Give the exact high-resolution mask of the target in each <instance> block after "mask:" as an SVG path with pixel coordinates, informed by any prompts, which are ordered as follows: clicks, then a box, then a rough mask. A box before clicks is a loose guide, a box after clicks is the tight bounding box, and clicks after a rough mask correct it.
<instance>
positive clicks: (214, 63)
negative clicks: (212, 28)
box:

^^^^

Turn the items above, from their first line through the line containing "negative clicks: (212, 28)", into a JSON list of strings with one string per line and blank lines omitted.

[
  "Give the exact high-resolution mask of the target in each <instance> block after \"mask:\" as an SVG path with pixel coordinates, informed by any prompts, which are ordered as follows: clicks, then a box, then a rough mask. A box before clicks is a loose guide, a box after clicks is the tight bounding box, and clicks after a rough mask correct it.",
  "<instance>",
  "positive clicks: (214, 63)",
  "negative clicks: (212, 28)"
]